◆ **WHAT TO WORK ON**
Rewrite the lines below, replacing "whole pixels" with "integer pixels" and leaving everything else unchanged.

Segmentation data
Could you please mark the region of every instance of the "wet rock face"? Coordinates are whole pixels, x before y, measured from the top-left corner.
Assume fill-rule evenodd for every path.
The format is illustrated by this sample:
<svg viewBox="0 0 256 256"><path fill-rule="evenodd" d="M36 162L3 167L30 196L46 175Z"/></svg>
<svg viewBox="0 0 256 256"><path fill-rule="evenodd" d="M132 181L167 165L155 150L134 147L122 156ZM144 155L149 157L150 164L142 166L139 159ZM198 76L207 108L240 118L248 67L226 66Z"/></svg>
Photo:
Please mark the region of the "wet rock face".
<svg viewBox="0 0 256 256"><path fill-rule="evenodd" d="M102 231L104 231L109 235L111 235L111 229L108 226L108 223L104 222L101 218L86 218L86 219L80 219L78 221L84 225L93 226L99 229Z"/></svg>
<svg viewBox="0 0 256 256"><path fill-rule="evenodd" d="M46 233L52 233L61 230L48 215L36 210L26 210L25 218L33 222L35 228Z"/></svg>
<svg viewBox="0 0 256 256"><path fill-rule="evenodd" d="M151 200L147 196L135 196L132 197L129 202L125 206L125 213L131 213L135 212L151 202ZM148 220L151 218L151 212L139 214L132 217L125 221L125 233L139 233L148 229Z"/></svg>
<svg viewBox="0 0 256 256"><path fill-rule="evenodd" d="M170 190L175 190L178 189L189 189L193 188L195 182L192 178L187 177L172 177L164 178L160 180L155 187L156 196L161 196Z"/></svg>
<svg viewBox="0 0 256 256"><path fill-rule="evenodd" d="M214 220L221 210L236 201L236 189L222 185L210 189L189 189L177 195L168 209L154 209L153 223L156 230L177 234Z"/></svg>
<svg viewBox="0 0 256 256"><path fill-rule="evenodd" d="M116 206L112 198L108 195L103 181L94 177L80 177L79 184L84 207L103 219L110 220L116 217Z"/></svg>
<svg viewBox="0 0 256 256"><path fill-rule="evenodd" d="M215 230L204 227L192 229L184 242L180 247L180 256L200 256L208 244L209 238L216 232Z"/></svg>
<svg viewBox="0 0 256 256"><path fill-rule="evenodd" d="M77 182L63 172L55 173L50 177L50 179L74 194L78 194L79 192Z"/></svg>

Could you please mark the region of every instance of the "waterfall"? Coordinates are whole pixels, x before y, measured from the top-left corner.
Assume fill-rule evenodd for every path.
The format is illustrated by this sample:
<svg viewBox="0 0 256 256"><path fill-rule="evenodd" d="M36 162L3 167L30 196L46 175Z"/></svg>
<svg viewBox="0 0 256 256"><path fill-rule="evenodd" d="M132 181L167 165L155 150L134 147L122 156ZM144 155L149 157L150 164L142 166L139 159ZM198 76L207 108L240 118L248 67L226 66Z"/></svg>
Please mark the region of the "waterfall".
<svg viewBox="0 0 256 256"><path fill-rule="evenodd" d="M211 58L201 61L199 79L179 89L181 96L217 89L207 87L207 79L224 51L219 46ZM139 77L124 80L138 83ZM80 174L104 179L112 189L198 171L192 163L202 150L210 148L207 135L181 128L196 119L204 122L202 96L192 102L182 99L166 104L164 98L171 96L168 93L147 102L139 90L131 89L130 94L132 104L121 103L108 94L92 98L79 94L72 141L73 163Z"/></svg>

◆ **EXERCISE ANSWER**
Could you please mark the region of every instance of the "wet rock face"? Coordinates are integer pixels, x before y, measured from the top-left corner.
Assume fill-rule evenodd for every path.
The format is illustrated by this sample:
<svg viewBox="0 0 256 256"><path fill-rule="evenodd" d="M36 162L3 167L30 196L46 175Z"/></svg>
<svg viewBox="0 0 256 256"><path fill-rule="evenodd" d="M132 181L167 165L155 150L134 147L122 156ZM144 155L149 157L150 164L142 166L139 159ZM198 76L207 108L240 118L248 67L226 66Z"/></svg>
Photo:
Please mark the region of the "wet rock face".
<svg viewBox="0 0 256 256"><path fill-rule="evenodd" d="M102 231L104 231L109 235L111 235L111 229L108 226L108 223L104 222L101 218L86 218L86 219L80 219L78 221L84 225L93 226L99 229Z"/></svg>
<svg viewBox="0 0 256 256"><path fill-rule="evenodd" d="M46 233L52 233L61 230L48 215L36 210L26 210L25 218L33 222L35 228Z"/></svg>
<svg viewBox="0 0 256 256"><path fill-rule="evenodd" d="M151 200L147 196L135 196L132 197L129 202L125 206L125 213L131 213L135 212L151 202ZM148 220L151 218L151 212L139 214L132 217L125 221L125 233L139 233L148 229Z"/></svg>
<svg viewBox="0 0 256 256"><path fill-rule="evenodd" d="M170 190L175 190L178 189L189 189L193 188L195 182L192 178L187 177L172 177L164 178L160 180L155 187L156 196L161 196Z"/></svg>
<svg viewBox="0 0 256 256"><path fill-rule="evenodd" d="M214 220L221 210L236 201L236 189L222 185L210 189L189 189L177 195L168 209L154 209L153 223L156 230L177 234Z"/></svg>
<svg viewBox="0 0 256 256"><path fill-rule="evenodd" d="M116 206L112 198L108 195L103 181L94 177L80 177L79 184L84 207L103 219L110 220L116 217Z"/></svg>
<svg viewBox="0 0 256 256"><path fill-rule="evenodd" d="M215 230L204 227L192 229L184 242L180 247L180 256L200 256L208 244L209 238L216 232Z"/></svg>
<svg viewBox="0 0 256 256"><path fill-rule="evenodd" d="M77 182L63 172L55 173L50 177L50 179L74 194L78 194L79 192Z"/></svg>

Could you please mark the region of every instance of the "waterfall"? Coordinates are integer pixels, x before y, measured from the top-left corner.
Assume fill-rule evenodd for every path.
The format is illustrated by this sample:
<svg viewBox="0 0 256 256"><path fill-rule="evenodd" d="M36 162L3 167L30 196L46 175Z"/></svg>
<svg viewBox="0 0 256 256"><path fill-rule="evenodd" d="M132 181L167 165L155 150L134 147L122 156ZM144 155L149 157L150 164L142 166L139 159ZM198 76L207 108L240 118L248 67L226 66Z"/></svg>
Please mark the region of the "waterfall".
<svg viewBox="0 0 256 256"><path fill-rule="evenodd" d="M211 58L201 61L199 79L179 89L181 96L217 89L207 87L207 79L224 51L219 46ZM139 77L124 80L138 83ZM80 174L104 179L112 189L198 171L192 163L202 150L210 148L207 135L181 128L196 119L204 122L202 96L192 102L182 99L166 104L164 98L171 96L168 93L147 102L139 90L131 89L130 94L132 104L121 103L108 94L92 98L79 94L72 141L73 163Z"/></svg>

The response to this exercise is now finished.